▸ **Requirement**
Everything from the line containing "Point out the wooden" through the last line of the records must be returned verbatim, and nothing outside that range.

■ ■ ■ ■ ■ ■ ■

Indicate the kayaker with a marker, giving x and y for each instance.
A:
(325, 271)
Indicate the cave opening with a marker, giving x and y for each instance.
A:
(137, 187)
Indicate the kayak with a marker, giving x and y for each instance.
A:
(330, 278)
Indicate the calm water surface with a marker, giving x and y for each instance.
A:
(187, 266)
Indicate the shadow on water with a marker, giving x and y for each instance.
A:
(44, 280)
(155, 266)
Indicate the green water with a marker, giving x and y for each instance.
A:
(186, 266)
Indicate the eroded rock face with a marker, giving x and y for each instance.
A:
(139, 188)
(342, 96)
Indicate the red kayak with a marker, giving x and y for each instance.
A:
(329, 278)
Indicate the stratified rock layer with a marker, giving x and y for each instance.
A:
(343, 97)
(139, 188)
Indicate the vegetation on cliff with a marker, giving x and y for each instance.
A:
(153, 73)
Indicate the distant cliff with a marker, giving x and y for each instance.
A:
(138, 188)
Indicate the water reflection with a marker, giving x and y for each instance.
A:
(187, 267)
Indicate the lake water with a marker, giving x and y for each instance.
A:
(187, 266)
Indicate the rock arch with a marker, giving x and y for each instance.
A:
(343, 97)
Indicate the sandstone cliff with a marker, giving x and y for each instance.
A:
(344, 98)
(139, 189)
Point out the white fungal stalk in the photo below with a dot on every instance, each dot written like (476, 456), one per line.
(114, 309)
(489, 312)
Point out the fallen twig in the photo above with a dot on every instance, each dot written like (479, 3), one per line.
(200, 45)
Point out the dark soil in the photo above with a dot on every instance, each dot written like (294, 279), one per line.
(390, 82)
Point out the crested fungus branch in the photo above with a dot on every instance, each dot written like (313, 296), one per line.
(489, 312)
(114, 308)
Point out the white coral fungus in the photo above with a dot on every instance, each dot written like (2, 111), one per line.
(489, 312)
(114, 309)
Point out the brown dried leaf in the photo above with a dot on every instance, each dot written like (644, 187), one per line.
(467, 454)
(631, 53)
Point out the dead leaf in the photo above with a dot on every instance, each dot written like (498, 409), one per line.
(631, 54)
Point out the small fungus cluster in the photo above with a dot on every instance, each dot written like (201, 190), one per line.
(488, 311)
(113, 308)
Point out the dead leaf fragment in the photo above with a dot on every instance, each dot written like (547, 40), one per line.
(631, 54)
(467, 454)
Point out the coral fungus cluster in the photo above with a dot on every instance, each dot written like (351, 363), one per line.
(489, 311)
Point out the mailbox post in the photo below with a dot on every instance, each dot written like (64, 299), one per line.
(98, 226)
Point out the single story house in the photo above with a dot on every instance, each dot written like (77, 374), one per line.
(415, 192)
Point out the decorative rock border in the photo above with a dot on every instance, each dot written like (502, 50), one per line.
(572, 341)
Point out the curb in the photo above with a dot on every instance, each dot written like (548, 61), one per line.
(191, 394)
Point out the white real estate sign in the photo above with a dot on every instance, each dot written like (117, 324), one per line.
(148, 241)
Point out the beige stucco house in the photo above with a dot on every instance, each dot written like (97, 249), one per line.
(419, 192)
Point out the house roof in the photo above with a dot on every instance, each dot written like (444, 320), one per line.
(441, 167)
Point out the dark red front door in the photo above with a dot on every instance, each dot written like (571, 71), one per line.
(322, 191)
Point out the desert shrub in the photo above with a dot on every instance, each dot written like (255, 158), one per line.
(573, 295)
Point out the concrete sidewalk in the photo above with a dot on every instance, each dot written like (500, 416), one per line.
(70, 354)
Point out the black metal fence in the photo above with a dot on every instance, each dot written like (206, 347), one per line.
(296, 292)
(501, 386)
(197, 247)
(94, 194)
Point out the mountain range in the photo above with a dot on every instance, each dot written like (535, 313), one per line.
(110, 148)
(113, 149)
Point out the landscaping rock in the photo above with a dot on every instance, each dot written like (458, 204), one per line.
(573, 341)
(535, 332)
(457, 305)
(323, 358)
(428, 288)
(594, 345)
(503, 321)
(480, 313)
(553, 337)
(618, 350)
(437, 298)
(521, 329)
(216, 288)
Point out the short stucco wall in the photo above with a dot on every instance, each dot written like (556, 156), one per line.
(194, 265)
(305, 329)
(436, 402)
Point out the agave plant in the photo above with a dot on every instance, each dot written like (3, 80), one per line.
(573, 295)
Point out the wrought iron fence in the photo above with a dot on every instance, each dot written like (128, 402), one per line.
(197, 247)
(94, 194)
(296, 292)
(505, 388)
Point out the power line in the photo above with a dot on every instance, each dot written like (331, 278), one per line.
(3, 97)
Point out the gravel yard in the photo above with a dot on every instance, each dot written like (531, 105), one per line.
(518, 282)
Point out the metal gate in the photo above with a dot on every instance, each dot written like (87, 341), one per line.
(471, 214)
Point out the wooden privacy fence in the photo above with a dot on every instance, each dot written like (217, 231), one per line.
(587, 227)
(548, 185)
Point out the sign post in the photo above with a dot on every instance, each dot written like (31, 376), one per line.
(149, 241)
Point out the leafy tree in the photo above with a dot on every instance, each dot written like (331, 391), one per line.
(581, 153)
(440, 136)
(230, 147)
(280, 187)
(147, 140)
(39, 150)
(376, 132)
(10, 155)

■ ■ ■ ■ ■ ■ ■

▸ **Task output**
Point out the wooden privacy fence in the photo above with a dot on every instance, each dot written like (217, 231), one per line.
(587, 227)
(548, 185)
Point out the sign post in the photo above with a dot on every instance, each dot written like (31, 376), one per line.
(149, 241)
Point out the leafy tree in the photo above with a dot on every instance, each dot written like (331, 391), one per line.
(581, 153)
(440, 136)
(230, 147)
(280, 187)
(147, 140)
(39, 150)
(376, 132)
(10, 155)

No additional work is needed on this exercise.